■ **Problem**
Collect every line of the entries below that contains the word "play". Case counts.
[Given entries start]
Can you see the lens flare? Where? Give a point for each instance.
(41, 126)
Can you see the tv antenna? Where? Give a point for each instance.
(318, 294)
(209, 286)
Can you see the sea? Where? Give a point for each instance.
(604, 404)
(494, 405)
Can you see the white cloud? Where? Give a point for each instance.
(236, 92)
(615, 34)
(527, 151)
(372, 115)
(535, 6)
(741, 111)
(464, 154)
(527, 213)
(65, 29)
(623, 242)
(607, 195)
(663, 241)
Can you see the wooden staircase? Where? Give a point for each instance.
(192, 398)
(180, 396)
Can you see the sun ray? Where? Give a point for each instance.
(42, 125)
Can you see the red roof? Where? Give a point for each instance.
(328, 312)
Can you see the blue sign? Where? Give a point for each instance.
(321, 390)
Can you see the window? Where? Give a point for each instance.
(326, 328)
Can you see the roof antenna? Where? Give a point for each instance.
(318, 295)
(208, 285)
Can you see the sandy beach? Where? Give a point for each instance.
[Given entries end]
[Given entries start]
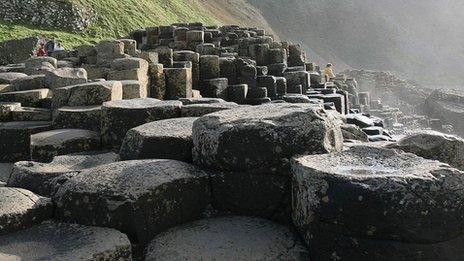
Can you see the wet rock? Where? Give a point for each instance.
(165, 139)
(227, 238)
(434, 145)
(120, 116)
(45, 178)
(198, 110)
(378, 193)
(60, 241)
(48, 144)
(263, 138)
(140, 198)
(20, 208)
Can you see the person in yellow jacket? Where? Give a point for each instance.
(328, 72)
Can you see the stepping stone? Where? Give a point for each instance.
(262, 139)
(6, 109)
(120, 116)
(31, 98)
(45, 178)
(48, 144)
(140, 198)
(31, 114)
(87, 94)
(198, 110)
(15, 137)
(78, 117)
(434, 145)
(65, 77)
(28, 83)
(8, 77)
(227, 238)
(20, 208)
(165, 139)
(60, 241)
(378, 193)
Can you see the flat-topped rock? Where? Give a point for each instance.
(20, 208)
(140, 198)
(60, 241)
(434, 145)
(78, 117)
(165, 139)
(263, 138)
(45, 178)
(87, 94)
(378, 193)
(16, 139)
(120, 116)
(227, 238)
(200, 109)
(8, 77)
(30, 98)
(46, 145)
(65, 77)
[Given entries end]
[Given entries start]
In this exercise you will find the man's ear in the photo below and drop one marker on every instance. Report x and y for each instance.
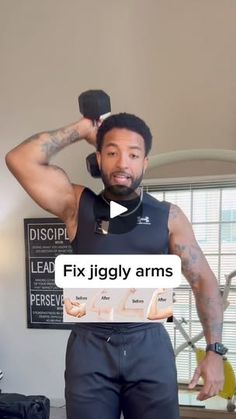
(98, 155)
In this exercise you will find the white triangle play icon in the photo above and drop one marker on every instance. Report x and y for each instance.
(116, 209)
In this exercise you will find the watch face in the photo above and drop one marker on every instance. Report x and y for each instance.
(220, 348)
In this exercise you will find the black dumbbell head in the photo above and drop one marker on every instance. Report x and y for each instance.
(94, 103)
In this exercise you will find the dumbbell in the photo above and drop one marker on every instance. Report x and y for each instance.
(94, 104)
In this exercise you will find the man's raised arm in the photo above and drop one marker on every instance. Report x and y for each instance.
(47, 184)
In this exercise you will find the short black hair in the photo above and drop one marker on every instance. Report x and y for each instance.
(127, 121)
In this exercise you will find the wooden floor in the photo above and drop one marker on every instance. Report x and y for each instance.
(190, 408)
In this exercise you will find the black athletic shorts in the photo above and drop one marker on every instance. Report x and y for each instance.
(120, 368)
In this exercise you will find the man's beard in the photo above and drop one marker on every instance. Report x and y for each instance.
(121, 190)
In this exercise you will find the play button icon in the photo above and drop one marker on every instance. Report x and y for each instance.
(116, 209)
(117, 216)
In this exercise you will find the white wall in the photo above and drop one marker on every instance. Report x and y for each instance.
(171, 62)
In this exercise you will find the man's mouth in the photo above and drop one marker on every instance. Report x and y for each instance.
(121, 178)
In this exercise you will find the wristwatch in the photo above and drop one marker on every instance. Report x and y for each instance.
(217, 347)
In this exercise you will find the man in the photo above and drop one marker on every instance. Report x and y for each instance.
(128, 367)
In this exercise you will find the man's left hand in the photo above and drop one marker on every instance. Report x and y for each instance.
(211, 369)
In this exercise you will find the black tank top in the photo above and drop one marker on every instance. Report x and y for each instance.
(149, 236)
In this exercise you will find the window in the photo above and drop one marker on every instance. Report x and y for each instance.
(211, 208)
[Given entries end]
■ **Result of this exercise**
In this exercise you will find the white triangle play icon in the photo above and drop one marker on every instance. Report x and y for each instance.
In this exercise you will find the play button icon in the photo above and drop one marker on every instance. Report x and y for each instance.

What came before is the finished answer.